→ TEXT BLOCK
Reconnect broken tracklets using global optimal 1-to-1 matching.

Links tracklets (short track segments) by computing a cost matrix based on spatial proximity, appearance similarity (IoU), and size consistency. Uses linear sum assignment (Hungarian algorithm) to find optimal matches, then merges tracklets via union-find to handle transitive connections.

Parameters:

Name	Type	Description	Default
`tracks`	`DataFrame \| None`	Input track data with columns: frame, track, x, y, w, h, and optionally score, cls, interp, r4. If None (default), `track_file` is used.	`None`
`track_file`	`str \| None`	CSV file path to read tracks from when `tracks` is None.	`None`
`output_file`	`str \| None`	CSV file path to write linked results. If None (default), results are not saved to file.	`None`
`col_names`	`list[str] \| None`	Column names to apply when input has positional integer columns. Default: ["frame","track","x","y","w","h","score","cls","interp","r4"].	`None`
`max_gap`	`int`	Maximum frame gap between tracklet end and start to attempt linking. Default is 20.	`20`
`vel_frames`	`int`	Number of recent frames to use for velocity estimation (polynomial fit). Default is 5.	`5`
`size_ratio_max`	`float`	Maximum allowed width/height ratio between tracklet end and start. Default is 2.0. Values outside [1/ratio_max, ratio_max] are rejected.	`2.0`
`dist_mult`	`float`	Distance threshold multiplier: distance_threshold = dist_mult * sqrt(area). Default is 2.5. Larger values allow more spatial flexibility.	`2.5`
`iou_min`	`float`	Minimum Intersection over Union (IoU) between predicted and actual start box. Default is 0.05. Range [0.0, 1.0].	`0.05`
`w_d`	`float`	Weight for normalized distance cost in weighted sum. Default is 1.0.	`1.0`
`w_iou`	`float`	Weight for (1 - IoU) cost in weighted sum. Default is 1.0.	`1.0`
`w_s`	`float`	Weight for size inconsistency cost (log ratio) in weighted sum. Default is 0.3 (smaller weight for size).	`0.3`
`verbose`	`bool`	If True (default), display tqdm progress bar over tracklets.	`True`
`video_index`	`int \| None`	Current video index for progress description. Default is None.	`None`
`video_tot`	`int \| None`	Total number of videos for progress description. Default is None.	`None`

Returns:

Type	Description
`DataFrame`	Output tracks with linked IDs. Same columns as input. Track IDs are remapped so that all frames belonging to a logical track share the same ID. Frame and track are sorted in output.

Raises:

Type	Description
`ValueError`	If tracks has fewer than 6 columns and no named columns provided.
`FileNotFoundError`	If track_file path does not exist.

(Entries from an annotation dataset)
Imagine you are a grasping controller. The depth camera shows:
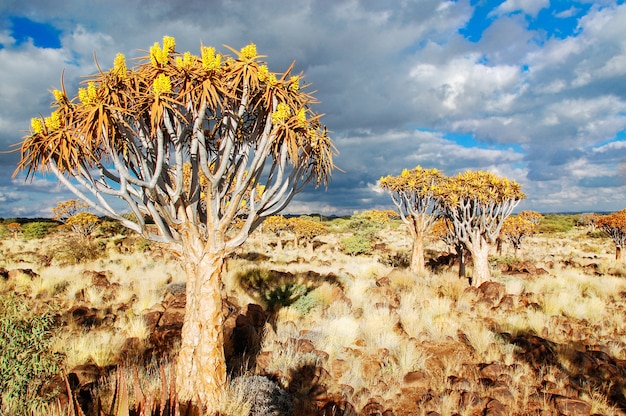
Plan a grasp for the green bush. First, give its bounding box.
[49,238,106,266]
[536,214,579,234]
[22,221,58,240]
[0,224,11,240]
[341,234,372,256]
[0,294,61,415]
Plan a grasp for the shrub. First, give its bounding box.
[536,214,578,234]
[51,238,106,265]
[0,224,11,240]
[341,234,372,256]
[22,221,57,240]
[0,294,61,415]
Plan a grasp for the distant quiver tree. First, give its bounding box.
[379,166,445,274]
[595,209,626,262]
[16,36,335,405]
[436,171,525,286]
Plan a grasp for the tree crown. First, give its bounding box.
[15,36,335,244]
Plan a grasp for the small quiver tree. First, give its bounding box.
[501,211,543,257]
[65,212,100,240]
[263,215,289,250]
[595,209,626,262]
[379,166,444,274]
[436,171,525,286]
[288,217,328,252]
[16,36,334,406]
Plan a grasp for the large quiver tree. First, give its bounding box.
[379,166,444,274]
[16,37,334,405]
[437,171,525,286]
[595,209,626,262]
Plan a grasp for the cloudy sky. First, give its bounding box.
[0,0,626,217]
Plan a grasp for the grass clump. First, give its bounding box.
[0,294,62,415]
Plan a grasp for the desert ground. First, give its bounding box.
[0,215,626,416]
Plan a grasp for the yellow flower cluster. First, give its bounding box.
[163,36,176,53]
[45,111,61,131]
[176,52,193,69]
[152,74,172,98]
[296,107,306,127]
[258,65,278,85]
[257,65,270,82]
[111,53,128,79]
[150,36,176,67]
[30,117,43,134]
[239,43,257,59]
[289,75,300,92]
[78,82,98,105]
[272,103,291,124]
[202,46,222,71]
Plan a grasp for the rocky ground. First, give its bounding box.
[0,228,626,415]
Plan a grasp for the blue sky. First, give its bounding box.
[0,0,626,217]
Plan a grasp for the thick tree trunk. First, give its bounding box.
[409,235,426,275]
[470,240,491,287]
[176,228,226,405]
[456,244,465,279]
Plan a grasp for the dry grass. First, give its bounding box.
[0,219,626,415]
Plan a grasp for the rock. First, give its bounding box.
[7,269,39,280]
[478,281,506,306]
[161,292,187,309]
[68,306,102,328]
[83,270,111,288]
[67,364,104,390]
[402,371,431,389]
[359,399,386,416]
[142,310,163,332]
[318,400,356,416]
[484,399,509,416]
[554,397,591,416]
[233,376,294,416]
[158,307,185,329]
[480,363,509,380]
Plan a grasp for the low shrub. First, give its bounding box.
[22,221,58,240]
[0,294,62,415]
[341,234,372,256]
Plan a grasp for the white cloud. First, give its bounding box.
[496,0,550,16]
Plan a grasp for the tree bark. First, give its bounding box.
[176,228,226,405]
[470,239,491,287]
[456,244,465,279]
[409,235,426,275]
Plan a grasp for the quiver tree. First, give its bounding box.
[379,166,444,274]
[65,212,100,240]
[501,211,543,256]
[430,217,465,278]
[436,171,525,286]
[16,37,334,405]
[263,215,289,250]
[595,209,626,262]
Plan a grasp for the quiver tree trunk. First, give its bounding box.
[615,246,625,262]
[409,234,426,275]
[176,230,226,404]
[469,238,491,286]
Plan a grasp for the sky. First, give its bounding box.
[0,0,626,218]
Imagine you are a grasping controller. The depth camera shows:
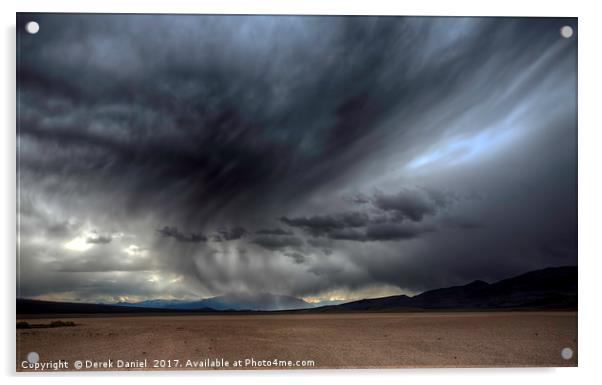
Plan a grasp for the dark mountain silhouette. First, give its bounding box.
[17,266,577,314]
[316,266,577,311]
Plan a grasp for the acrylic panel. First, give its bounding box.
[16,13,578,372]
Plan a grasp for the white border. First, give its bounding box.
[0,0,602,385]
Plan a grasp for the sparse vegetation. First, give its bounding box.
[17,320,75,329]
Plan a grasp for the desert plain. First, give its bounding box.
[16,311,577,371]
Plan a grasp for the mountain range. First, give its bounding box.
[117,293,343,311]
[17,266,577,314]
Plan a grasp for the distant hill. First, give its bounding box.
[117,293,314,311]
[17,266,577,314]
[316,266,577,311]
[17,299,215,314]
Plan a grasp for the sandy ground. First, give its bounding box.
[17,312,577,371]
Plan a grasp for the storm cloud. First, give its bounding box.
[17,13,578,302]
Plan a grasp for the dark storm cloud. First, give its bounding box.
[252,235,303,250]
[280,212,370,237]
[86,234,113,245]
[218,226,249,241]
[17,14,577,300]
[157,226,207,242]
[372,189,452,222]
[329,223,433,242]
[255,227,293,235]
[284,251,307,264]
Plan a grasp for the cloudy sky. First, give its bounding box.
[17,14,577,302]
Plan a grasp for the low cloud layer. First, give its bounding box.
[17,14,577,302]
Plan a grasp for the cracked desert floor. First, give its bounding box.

==

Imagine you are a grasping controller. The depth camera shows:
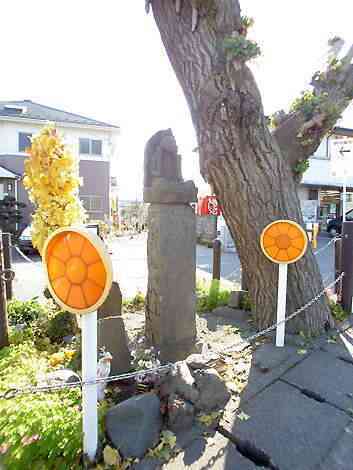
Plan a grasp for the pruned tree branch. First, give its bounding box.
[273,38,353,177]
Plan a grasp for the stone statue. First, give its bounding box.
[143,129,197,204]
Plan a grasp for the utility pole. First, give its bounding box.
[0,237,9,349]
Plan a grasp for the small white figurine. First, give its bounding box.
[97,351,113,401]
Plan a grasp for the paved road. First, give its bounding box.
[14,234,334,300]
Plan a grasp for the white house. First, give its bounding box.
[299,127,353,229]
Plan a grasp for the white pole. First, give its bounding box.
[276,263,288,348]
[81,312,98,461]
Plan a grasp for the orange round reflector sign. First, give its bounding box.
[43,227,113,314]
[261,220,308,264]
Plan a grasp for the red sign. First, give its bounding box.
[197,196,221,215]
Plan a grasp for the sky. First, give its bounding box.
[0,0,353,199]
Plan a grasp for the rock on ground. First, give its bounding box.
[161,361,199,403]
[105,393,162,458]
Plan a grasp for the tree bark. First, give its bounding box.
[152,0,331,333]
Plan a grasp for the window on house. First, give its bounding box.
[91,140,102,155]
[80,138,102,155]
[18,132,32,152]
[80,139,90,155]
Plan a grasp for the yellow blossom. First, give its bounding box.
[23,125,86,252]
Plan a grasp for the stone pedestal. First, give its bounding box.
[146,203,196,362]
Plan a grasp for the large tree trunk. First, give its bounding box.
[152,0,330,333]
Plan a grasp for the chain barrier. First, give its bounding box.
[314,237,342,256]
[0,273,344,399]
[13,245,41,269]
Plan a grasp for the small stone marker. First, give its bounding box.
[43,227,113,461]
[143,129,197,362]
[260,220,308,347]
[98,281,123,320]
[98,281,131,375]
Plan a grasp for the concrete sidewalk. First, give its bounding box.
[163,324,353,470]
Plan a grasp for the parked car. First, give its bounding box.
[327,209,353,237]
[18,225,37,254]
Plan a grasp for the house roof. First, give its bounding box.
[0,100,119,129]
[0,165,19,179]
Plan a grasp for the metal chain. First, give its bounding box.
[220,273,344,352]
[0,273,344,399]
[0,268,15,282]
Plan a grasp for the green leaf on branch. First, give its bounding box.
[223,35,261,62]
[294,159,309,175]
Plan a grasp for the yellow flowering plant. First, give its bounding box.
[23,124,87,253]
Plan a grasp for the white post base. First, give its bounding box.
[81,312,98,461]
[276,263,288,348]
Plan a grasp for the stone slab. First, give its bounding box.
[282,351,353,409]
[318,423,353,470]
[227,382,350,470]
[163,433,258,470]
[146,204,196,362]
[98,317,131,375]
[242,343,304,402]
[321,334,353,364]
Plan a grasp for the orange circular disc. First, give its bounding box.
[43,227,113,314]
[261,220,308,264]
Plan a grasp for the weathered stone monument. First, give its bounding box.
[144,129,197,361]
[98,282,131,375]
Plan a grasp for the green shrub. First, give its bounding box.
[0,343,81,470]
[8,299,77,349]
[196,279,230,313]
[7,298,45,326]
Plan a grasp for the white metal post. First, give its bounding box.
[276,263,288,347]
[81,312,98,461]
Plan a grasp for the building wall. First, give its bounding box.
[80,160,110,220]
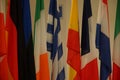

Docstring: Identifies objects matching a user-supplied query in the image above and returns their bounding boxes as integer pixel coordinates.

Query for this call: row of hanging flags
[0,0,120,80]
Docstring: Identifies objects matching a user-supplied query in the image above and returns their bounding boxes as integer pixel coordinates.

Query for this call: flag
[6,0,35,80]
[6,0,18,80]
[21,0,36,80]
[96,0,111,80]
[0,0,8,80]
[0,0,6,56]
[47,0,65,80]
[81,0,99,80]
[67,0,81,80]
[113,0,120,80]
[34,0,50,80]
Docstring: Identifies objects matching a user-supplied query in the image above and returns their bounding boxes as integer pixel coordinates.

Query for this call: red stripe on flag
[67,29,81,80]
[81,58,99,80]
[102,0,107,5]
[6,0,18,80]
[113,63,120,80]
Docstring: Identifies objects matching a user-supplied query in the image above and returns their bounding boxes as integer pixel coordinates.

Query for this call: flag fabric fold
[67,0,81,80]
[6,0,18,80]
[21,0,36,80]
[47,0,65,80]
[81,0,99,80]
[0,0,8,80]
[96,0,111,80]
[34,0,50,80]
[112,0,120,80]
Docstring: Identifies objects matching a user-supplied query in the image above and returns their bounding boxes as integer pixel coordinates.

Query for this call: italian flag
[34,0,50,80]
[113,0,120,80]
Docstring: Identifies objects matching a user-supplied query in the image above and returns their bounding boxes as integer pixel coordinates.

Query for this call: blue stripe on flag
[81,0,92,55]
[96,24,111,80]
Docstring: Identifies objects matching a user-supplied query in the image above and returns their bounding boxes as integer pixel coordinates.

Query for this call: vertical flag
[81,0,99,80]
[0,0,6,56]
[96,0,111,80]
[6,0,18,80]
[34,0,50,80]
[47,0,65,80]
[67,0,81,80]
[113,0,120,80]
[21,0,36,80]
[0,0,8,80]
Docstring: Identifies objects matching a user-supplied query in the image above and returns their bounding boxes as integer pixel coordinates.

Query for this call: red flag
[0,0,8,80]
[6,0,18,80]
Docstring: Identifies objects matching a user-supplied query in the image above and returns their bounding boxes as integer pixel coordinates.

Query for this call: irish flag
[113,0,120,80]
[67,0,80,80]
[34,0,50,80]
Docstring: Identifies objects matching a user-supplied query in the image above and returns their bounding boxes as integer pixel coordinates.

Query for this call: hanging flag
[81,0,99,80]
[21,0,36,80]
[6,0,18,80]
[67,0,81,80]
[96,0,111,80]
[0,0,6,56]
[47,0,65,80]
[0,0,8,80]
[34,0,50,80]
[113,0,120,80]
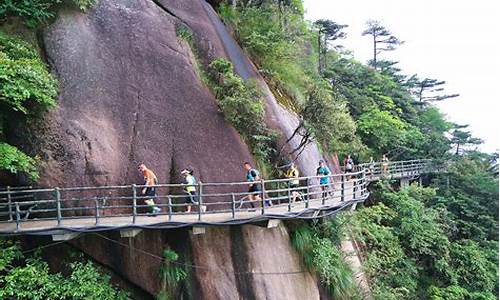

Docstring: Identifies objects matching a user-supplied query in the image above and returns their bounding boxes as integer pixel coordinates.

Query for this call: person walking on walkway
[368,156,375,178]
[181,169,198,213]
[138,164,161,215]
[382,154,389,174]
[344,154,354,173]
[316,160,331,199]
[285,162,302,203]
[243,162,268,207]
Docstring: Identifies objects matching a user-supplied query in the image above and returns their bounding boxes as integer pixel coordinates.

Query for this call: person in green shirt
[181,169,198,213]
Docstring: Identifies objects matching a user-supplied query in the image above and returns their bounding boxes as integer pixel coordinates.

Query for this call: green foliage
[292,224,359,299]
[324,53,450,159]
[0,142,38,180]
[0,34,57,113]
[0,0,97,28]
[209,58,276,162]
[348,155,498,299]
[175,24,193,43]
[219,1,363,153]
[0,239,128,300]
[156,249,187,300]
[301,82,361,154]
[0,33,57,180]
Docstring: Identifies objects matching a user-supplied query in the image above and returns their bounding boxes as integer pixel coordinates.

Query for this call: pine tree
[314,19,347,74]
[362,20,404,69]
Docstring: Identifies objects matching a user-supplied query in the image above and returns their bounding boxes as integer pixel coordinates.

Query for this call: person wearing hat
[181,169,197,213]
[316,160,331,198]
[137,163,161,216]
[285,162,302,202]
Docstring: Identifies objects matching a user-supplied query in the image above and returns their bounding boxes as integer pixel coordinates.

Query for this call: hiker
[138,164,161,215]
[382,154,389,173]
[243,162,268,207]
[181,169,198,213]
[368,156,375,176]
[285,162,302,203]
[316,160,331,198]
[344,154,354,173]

→ INSTRUCTION A
Copy out the entries from the line that contains "Plan a grasp for the green leaf" through the line that contains "[98,282,131,375]", both included.
→ INSTRUCTION B
Write the next part of the documentation on reconnecting broken tracklets, picking up after its last line.

→ REPLY A
Plan a grasp for the green leaf on branch. First, give its bounding box.
[223,35,261,62]
[294,159,309,175]
Plan a grasp for the yellow flowering plant. First, give its bounding box.
[23,124,87,253]
Plan a grasp for the white post base. First, give its bounding box.
[81,312,98,461]
[276,263,288,348]
Plan a grasp for the stone slab. First, give its bounding box.
[282,351,353,409]
[318,423,353,470]
[227,382,350,470]
[163,433,258,470]
[146,204,196,362]
[98,317,131,375]
[242,343,304,402]
[321,334,353,364]
Plan a grasp for the orange circular disc. First, give its bounding box.
[43,227,113,314]
[261,220,308,264]
Plan a grasp for the weathered stone monument. First, give its bounding box.
[144,129,197,361]
[98,282,131,375]

→ REPLY B
Notes

Algorithm Overview:

Extract descriptor for each track: endpoints, velocity, bounding boxes, class
Build cost matrix using spatial (distance, IoU), appearance (class), and size (width/height ratio) metrics with weighted combination
Solve linear sum assignment problem (Hungarian algorithm) to find optimal 1-to-1 tracklet pairings with minimum total cost
Use Union-Find (Disjoint Set Union) to handle transitive merges: if tracklet A links to B and B links to C, they all get merged to same group
Remap all track IDs according to merged components

Cost Function Details:

Velocity is estimated using polynomial fit (1st order) on recent observed frames
Predicted next tracklet start = end_position + velocity * temporal_gap
Distance is normalized by sqrt(bounding_box_area) for scale invariance
Only considers tracklets from same class (if class info available)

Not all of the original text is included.